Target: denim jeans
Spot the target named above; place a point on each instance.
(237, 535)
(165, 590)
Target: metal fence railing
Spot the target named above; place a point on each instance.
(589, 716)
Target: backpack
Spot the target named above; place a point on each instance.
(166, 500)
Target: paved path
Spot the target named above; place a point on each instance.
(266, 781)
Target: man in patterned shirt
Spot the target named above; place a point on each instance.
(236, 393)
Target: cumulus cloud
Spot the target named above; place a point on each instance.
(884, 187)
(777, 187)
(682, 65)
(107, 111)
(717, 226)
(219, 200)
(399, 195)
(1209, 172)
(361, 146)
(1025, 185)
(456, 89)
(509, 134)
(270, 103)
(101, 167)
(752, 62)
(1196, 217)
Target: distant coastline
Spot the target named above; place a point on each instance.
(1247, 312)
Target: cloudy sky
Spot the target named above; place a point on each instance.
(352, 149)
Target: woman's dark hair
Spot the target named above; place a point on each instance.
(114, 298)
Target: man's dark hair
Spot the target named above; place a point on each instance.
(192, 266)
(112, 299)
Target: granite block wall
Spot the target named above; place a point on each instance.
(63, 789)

* * *

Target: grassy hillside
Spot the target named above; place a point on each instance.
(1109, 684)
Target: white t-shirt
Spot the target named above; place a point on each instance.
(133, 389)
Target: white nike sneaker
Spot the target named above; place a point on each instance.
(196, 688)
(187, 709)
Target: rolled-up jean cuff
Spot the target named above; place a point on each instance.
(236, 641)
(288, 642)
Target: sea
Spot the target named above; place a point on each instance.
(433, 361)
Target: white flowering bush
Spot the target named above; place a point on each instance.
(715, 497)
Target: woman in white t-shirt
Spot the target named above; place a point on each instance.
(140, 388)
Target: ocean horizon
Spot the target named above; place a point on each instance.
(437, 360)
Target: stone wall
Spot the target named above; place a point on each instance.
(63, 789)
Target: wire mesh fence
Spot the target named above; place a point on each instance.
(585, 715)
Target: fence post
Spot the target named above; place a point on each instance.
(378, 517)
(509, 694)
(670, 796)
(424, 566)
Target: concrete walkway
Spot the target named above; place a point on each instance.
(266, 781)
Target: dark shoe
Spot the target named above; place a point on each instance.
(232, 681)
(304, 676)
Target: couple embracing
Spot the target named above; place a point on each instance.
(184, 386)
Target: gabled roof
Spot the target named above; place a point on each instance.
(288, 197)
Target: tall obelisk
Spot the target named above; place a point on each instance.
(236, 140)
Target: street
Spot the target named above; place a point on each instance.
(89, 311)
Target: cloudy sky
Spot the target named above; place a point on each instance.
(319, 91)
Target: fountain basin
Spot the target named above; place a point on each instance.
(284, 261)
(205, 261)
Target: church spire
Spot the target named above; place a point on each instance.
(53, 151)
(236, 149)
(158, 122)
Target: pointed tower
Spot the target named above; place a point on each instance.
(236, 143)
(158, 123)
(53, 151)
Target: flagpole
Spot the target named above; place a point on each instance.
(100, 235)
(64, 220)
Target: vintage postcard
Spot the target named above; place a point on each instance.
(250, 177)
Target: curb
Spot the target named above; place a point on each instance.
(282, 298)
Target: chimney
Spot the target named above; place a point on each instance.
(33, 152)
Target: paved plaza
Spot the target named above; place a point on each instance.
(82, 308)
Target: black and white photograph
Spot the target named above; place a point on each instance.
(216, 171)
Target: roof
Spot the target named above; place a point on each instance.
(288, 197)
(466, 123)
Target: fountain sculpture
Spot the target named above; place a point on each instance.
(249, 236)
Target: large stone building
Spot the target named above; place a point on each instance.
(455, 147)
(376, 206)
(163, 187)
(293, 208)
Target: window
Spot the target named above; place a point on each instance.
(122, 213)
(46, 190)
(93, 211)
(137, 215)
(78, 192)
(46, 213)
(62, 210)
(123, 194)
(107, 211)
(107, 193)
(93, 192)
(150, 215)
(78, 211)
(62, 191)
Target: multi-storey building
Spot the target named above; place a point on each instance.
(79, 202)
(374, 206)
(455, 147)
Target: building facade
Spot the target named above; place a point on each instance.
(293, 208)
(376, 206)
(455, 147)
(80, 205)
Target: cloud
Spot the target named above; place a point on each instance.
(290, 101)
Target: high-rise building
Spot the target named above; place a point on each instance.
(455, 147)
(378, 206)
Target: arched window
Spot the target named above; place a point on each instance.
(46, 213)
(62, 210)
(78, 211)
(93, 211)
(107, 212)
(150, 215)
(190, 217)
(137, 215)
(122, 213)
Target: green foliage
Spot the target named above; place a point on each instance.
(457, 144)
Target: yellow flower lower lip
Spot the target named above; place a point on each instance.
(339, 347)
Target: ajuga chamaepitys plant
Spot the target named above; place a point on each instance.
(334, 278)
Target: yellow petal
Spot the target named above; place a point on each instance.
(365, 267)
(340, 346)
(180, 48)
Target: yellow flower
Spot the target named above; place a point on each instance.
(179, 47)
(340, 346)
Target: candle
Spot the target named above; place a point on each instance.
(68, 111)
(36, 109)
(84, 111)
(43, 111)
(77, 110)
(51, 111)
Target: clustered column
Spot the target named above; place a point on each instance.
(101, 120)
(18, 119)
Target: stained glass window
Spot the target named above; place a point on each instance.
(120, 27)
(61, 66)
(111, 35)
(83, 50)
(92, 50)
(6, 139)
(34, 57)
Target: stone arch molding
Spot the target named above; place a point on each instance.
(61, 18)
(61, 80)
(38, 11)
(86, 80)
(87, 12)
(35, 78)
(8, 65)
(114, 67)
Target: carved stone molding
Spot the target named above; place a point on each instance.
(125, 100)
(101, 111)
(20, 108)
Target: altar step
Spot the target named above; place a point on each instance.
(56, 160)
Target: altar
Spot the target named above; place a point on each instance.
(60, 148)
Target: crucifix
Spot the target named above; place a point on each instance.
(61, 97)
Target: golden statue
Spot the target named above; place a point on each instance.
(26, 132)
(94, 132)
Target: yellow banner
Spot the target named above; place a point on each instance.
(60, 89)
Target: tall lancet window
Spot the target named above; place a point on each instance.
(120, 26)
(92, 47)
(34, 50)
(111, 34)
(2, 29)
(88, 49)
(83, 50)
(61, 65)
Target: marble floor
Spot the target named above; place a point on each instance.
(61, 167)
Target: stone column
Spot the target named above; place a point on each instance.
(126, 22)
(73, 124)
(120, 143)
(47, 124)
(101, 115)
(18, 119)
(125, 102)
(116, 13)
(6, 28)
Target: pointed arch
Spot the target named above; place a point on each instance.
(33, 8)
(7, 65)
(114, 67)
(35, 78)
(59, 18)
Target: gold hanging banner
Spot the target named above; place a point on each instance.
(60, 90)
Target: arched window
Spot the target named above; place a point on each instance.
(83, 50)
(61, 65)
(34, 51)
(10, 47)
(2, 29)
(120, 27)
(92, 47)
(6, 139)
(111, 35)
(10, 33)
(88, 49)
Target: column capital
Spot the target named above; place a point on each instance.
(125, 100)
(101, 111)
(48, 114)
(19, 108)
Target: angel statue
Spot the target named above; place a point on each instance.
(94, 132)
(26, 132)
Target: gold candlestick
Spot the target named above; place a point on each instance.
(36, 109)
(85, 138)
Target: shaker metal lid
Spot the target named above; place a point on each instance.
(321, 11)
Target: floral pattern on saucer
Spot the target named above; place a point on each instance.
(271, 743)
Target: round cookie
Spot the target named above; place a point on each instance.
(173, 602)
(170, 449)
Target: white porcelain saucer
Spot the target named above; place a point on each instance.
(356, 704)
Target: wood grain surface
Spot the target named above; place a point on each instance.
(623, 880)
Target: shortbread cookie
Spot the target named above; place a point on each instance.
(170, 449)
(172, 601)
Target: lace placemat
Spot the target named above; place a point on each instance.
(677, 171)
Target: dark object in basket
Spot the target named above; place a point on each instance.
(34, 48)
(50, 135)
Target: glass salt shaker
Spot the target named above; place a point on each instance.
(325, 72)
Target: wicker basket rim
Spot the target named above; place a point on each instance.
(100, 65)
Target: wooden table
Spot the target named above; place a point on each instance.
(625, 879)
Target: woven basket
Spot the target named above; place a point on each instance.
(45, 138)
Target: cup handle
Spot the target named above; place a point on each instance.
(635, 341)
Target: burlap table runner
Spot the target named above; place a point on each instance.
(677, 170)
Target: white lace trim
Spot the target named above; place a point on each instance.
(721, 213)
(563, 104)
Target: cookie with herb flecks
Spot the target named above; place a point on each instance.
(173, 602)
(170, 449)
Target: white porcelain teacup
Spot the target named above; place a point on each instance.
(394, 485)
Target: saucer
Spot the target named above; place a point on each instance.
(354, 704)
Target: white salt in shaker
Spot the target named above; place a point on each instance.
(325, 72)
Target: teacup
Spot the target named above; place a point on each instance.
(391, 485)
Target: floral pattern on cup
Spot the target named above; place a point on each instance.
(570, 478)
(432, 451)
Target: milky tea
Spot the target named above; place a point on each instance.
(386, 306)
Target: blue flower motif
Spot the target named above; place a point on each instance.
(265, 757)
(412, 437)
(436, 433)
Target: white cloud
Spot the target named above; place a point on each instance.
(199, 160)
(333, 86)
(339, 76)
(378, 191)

_Task brief_
Copy every line of the entries above in which "white" occurs.

_Response to this task_
Target: white t-shirt
Target: white nike sneaker
Target: white flowering bush
Target: woman in white t-shirt
Target: black and white photograph
Target: white porcelain saucer
Target: white lace trim
Target: white porcelain teacup
Target: white salt in shaker
Target: white cloud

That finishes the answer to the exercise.